Page text
Object-Oriented Programming in Python – Explained in Plain English
“Any fool can know. The point is to understand.” – Albert Einstein
Object-oriented programming is a popular way to write computer programs.
Because of this, all programmers should understand what OOP is, what languages you can use to program this way, and why it is important.
When asked in simple terms what exactly object-oriented software is, Steve Jobs said:
Objects are like people. They’re living, breathing things that have knowledge inside them about how to do things and have memory inside them so they can remember things.
And rather than interacting with them at a very low level, you interact with them at a very high level of abstraction, like we’re doing right here. However, what does it actually mean in code?
This guide will cover the basics, including some concepts most tutorials fail to address, like:
- What is “__init__” ?
- How do methods and functions differ?
- What does the “self” parameter in Python mean?
The purpose of this guide is to help you understand the basics of object-oriented programming in Python. So let’s dive in.
What we’ll cover:
- What is OOP?
- What are classes and instances of classes?
- How to create classes with “__init__”
- What is the self keyword?
- Class variables
- Methods in OOP
- Where to go from here
This tutorial assumes you know the basics of Python programming.
Feel free to use the code and images of the posts in the GitHub repository below.
What is OOP?
Suppose you run a construction company. Your business is expanding. It is your goal to build 100 new houses.
You decide that all the houses will have more or less the same structure.
By doing it this way, you can lower costs and better manage all the complexities involved in building homes.
Each house will be built using the same house plan, designed by an architect.
Instead of designing each house from scratch, all the houses you build will have a similar floor plan.
In this case, you can say that your company builds houses in a house-oriented way.
In this analogy:
- A drawing = a class
- The house = an instance of a class or object
- House-oriented building = Object-oriented programming
In the same way that house-oriented building is an efficient way to build new houses, object-oriented programming is an efficient way of writing computer programs.
To ensure that everything went smoothly when building your first home, you started giving instructions to people on how to do things.
Likewise, programming begins with writing programs that give instructions to do certain things in a certain way.
In object-oriented programming, however, you create blueprints for managing and creating data.
With house-oriented building, you draw out a house plan and decide what material is needed to build it.
And in coding, using blueprints to create objects allows you to reuse your code and build upon it easily.
It is easier to manage the logistics of building houses when you have one house plan to choose from, and you can scale the number of houses to whatever number you wish. The same goes for code and object-oriented programming.
The main principles of OOP
Just as there various are good practices for building homes, there are also good practices in object-oriented programming.
To write great code, OOP follows four pillars:
- Polymorphism – Ability of an object to take many forms
- Inheritance – Child classes acquire properties from parent classes
- Encapsulation – Protects data and methods from outside misuse by binding them together
- Abstraction – Handles complexity by hiding unnecessary details from the user.
To relate this to our house-oriented building example:
- Polymorphism – The ability of a house to have different types of roofs, windows, doors, and so on.
- Inheritance – A house gaining a new feature, like an garage.
- Encapsulation – Keeping kids out of the garage by using a garage key.
- Abstraction – Ignoring the construction materials and frame of the house, and instead just considering how the final product looks.
In the above examples, we’ve talked about the general concepts –not the code behind each concept. And we won’t cover the code here. Even so, you can get an idea of what each concept is and why it is important.

Data rows

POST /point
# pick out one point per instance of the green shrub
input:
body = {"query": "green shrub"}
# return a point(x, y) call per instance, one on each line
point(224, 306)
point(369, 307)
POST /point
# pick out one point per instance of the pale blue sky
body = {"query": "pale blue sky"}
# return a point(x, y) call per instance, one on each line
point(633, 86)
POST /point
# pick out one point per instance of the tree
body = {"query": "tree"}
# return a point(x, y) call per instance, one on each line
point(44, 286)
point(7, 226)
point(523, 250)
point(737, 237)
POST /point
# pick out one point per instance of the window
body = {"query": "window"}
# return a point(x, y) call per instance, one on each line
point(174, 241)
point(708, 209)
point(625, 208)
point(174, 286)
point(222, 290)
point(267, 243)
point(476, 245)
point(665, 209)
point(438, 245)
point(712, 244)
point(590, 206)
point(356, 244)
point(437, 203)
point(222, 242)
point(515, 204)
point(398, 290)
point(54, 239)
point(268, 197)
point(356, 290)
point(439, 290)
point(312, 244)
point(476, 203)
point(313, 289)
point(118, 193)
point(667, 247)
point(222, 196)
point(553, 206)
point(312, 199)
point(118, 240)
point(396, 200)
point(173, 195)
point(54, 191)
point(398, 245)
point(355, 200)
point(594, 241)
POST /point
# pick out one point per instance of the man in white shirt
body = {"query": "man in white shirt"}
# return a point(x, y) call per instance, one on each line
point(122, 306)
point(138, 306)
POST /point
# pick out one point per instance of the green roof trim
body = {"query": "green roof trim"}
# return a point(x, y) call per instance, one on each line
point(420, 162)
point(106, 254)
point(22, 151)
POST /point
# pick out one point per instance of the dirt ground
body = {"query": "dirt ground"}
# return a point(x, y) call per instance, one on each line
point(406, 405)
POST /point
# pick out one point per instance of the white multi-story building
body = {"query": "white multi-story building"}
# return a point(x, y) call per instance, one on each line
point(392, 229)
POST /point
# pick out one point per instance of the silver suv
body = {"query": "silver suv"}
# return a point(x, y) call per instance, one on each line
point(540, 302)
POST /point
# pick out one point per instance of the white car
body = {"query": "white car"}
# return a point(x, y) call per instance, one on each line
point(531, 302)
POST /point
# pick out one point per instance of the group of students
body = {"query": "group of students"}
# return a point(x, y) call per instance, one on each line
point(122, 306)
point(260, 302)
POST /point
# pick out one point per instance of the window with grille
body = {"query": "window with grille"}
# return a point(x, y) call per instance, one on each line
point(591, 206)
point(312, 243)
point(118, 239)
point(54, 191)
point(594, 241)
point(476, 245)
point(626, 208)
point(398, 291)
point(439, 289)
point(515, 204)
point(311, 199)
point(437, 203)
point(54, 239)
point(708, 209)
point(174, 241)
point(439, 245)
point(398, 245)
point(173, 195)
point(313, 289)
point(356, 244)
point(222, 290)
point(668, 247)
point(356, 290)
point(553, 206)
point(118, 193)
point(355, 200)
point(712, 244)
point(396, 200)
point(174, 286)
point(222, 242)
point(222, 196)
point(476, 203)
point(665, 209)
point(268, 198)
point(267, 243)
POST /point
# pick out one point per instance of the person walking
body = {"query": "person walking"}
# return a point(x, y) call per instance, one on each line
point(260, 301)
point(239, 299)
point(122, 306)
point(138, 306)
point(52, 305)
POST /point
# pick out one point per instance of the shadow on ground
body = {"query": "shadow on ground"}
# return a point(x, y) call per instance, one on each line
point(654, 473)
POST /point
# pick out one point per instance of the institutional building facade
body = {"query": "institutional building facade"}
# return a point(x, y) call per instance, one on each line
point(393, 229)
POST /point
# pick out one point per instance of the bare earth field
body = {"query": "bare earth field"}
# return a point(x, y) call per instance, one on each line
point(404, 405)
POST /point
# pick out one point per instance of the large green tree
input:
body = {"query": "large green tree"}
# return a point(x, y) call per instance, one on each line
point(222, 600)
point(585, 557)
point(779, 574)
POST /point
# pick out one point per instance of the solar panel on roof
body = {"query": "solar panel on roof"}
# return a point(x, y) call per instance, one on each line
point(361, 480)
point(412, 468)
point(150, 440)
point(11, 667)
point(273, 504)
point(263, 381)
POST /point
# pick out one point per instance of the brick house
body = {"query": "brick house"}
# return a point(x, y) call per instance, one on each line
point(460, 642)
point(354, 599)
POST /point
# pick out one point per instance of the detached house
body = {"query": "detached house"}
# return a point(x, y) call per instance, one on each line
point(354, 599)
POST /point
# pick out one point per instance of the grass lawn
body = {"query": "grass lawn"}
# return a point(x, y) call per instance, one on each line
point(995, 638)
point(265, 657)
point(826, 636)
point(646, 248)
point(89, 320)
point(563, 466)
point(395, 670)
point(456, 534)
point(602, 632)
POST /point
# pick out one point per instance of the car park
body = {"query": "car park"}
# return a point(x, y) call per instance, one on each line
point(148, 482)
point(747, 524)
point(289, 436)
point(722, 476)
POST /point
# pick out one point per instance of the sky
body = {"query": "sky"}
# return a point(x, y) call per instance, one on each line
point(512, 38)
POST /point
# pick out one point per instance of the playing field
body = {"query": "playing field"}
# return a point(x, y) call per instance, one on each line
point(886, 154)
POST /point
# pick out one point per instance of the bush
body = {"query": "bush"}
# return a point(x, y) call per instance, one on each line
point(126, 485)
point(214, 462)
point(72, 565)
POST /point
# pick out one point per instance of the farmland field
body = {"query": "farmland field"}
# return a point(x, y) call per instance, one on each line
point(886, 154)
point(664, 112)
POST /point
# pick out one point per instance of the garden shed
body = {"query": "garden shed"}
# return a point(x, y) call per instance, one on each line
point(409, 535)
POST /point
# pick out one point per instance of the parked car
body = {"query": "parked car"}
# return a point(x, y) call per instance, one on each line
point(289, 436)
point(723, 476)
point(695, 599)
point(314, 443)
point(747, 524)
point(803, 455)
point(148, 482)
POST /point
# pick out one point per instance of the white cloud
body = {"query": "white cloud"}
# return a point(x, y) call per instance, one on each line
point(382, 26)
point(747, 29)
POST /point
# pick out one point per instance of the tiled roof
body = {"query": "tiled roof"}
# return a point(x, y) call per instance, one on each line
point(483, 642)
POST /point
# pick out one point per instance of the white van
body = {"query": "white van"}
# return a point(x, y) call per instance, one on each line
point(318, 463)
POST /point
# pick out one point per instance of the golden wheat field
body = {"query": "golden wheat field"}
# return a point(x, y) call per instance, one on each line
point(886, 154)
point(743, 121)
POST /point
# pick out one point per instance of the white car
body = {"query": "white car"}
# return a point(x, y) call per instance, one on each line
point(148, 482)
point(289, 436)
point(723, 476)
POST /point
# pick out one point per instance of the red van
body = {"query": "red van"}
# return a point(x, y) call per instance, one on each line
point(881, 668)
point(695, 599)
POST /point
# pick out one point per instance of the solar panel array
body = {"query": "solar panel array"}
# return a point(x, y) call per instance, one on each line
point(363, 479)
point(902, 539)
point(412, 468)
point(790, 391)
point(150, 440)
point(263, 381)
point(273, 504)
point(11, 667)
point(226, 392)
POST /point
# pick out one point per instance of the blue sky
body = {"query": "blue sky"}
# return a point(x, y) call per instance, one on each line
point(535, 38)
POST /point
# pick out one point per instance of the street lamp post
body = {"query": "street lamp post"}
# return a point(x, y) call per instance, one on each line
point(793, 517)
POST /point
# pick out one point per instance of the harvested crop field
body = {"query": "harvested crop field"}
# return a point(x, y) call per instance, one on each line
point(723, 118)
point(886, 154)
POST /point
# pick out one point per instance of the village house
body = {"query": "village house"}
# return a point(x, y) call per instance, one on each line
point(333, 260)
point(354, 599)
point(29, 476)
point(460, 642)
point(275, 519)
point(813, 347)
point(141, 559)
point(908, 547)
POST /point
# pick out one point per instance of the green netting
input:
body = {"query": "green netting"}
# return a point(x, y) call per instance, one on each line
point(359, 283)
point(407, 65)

Task requirements
[1] Name each pillar of OOP given in the Python OOP guide.
[2] Pick up the Python OOP guide after its last sentence and keep writing it.

Results by task
[1] Polymorphism, Inheritance, Encapsulation, Abstraction

[2]
If you want to learn more about the code, you can read this tutorial.
Can You Write Object-Oriented Code in Different Languages?
Using Object-Oriented Programming (OOP) in different programming languages is possible, but you may use different techniques based on the language and the kind of program you’re creating.
For example, let’s take Java. It’s designed specifically for OOP. In Java, you create classes and objects to structure your code.
It’s like creating blueprints and then building with those blueprints.
But some languages, like C, work in a more procedural manner. They’re like following a recipe step by step instead of using blueprints.
In the case of Python, it is a very flexible programming language. You can use OPP in Python, where you make those blueprints with classes.
It can also be used for procedural programming, where you give straightforward instructions like a to-do list.
Using OOP can be super helpful when you’re working on complex software projects.
It helps you keep things organized, makes it easier to update your code, and lets you reuse parts of your code in different places.
What are Classes and Instances of Classes (or Objects)?
Instances are created based on a class. Classes are blueprints that show how an instance of a class will look.
Instance variables have data unique to that instance that’s not shared among all classes.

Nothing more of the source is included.